• **Problem to work on**: How many lines in the rows below contain the word "tiled"? Reply with the number alone.

[Data drawn from a collection]

========================================================================

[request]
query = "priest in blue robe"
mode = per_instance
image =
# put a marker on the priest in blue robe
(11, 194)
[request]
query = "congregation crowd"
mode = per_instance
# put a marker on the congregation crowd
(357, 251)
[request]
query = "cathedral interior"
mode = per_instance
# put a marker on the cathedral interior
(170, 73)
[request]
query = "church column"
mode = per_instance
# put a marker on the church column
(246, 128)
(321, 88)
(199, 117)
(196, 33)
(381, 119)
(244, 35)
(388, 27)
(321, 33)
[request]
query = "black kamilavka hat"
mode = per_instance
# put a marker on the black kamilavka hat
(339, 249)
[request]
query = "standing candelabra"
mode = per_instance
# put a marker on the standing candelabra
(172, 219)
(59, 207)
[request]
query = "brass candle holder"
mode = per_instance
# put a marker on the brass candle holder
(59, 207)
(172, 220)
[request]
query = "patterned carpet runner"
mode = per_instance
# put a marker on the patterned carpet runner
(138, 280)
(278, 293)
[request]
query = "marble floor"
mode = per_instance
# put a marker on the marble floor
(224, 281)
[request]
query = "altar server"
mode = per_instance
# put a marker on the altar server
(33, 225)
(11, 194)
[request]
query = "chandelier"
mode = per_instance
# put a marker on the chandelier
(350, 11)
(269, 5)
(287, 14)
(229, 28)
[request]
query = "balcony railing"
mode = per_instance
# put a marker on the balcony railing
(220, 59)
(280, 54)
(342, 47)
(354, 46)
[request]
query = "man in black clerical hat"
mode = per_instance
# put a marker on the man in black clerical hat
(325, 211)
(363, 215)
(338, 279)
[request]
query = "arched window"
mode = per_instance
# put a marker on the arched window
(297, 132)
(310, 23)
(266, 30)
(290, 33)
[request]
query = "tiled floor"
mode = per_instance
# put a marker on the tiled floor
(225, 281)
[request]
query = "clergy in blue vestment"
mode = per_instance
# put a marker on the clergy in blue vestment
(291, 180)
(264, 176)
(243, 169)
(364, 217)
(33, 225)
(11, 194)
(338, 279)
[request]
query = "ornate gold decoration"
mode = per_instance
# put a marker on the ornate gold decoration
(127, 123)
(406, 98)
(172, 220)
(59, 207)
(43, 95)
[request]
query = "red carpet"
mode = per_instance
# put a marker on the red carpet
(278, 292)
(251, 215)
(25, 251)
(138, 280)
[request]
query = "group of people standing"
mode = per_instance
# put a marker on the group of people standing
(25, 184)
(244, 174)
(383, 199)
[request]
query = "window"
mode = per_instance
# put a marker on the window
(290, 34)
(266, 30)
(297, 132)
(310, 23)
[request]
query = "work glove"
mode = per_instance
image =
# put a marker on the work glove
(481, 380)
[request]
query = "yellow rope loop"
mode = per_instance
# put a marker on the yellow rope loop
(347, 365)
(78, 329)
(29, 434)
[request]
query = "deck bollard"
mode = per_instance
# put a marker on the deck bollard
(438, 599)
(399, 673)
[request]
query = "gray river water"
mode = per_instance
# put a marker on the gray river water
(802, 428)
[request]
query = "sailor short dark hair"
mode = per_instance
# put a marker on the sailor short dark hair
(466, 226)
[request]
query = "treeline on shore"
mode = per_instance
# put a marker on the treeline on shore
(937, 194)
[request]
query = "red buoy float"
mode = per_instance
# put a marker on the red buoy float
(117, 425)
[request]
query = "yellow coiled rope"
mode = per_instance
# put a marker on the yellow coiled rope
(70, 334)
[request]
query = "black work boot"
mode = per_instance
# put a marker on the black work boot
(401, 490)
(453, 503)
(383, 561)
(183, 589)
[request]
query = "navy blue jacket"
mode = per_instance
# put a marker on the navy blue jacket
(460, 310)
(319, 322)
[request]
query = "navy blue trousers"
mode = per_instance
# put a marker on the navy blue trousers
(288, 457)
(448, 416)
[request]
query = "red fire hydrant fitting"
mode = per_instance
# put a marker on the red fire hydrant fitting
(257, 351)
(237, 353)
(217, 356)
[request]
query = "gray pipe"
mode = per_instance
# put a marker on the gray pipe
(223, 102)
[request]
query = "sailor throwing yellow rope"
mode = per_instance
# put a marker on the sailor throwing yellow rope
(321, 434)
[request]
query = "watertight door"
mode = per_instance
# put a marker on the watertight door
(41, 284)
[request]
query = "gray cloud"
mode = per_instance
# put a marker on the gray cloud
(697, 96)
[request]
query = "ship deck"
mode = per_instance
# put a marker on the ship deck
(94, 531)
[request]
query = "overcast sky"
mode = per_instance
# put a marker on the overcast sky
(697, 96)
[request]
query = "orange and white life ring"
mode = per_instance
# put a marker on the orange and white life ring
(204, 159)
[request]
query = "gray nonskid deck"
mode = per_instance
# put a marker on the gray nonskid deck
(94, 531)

========================================================================

• **Exercise result**: 2